What the task asks
Continue the text on the linear program formulation from the sentence after its last one.

=== Document excerpt ===

In Gauss-Seidel value iteration, why does the order of state updates affect convergence speed?

Some orderings violate the Markov property, causing incorrect values Updated states immediately influence their neighbors; updating in the direction of value propagation lets information flow through the whole chain in one sweep instead of one step per sweep State ordering affects the discount factor applied at each state The ordering determines which states receive the reward signal first

Chapter 6: Linear Program Formulation

Value iteration and policy iteration are iterative algorithms — they converge asymptotically. Is there a way to compute U* in one shot, as a direct optimization? Yes: rewrite the Bellman optimality equation as a linear program.

The Bellman optimality equation requires U*(s) = max_a[R(s,a) + γ∑T(s′|s,a)U*(s′)] for every state s. The “max” is the hard part — it makes the equation nonlinear. The LP trick: replace the max with a constraint. Instead of saying “U(s) equals the best lookahead,” we say “U(s) is at least as large as every lookahead”:

U(s) ≥ R(s,a) + γ ∑_s′ T(s′|s,a) U(s′) ∀s, a

This is a system of |S|×|A| linear constraints in |S| variables. The feasible set is a convex polyhedron. But which point in this polyhedron should we pick? Any U satisfying the constraints is an overestimate of U*. The smallest feasible U is exactly U*.

=== Stored rows ===

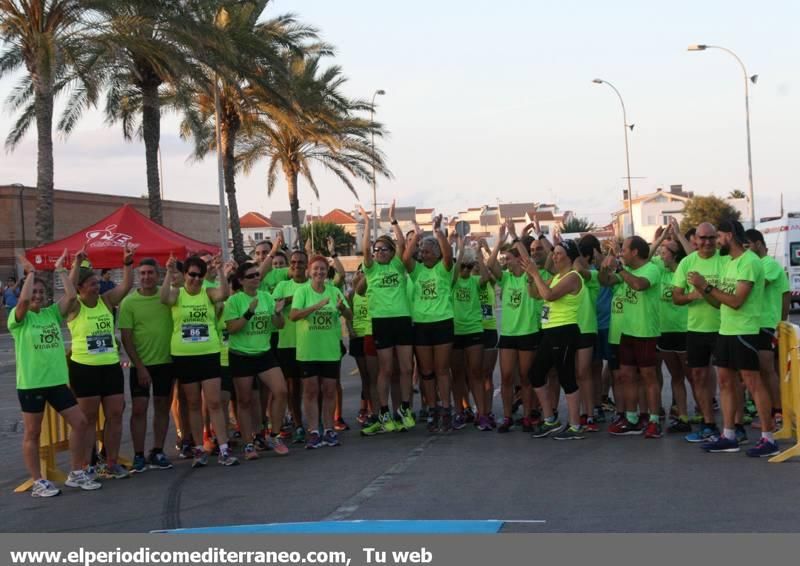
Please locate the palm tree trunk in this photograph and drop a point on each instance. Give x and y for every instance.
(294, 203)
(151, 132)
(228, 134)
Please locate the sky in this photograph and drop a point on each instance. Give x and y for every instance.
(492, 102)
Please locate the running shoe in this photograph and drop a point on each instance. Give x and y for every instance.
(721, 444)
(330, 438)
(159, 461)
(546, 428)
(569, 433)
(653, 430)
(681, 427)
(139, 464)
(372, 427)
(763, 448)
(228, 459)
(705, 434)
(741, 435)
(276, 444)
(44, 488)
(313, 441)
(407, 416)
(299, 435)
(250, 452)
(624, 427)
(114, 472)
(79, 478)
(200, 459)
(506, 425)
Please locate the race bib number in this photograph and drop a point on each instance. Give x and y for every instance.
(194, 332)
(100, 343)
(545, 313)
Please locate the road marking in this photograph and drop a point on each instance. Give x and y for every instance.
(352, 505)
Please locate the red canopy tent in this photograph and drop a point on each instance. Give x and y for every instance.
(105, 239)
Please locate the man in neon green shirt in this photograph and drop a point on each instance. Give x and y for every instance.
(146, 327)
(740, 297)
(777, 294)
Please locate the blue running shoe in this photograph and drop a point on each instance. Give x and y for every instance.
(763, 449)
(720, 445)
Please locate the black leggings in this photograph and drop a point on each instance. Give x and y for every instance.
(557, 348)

===
=== Stored rows ===

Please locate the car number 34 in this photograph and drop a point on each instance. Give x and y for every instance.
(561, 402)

===
=== Stored rows ===

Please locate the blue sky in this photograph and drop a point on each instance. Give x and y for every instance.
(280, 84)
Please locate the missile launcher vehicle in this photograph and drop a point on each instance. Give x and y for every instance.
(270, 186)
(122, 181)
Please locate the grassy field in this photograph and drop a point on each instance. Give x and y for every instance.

===

Exercise answer
So the LP is (eq. 7.19–7.20):

minimize ∑_s U(s)
subject to U(s) ≥ R(s,a) + γ ∑_s′ T(s′|s,a) U(s′) ∀ s ∈ S, a ∈ A

Why minimize the sum? Any solution satisfying all the constraints is an overestimate of U*. The objective “minimize ∑U(s)” pushes U as far down as possible while still satisfying every constraint. When U can’t be pushed any lower without violating some constraint, the active constraint at each state is U(s) = max_a[…] — the Bellman optimality equation. So the LP optimum IS U*.

Complexity: MDPs Are in P

The LP has |S| variables and |S|×|A| constraints. LP is solvable in polynomial time (via interior-point methods). Therefore, MDPs with finite state and action spaces are solvable in polynomial time — they lie in the complexity class P.

Property	Value
Variables	\|S\|
Constraints	\|S\| × \|A\|
Complexity	Polynomial (LP is in P)
Practical vs. VI	VI is usually faster in practice; LP matters theoretically

Why LP matters theoretically: Before this result it was conceivable that MDPs might require exponential time — there are |A|^|S| policies to search. The LP formulation proves that’s not necessary. The optimal value function is the vertex of a convex polytope that LP can find efficiently. This places exact MDP solution in a very different class from, say, general game-playing, which is PSPACE-hard.

A 2-State Example by Hand

Two states s₀, s₁. Two actions: left (L), right (R). γ = 0.9. Transitions: L always stays; R from s₀ goes to s₁; R from s₁ stays. Rewards: R(s₀,L)=−1, R(s₀,R)=−1, R(s₁,L)=−1, R(s₁,R)=10.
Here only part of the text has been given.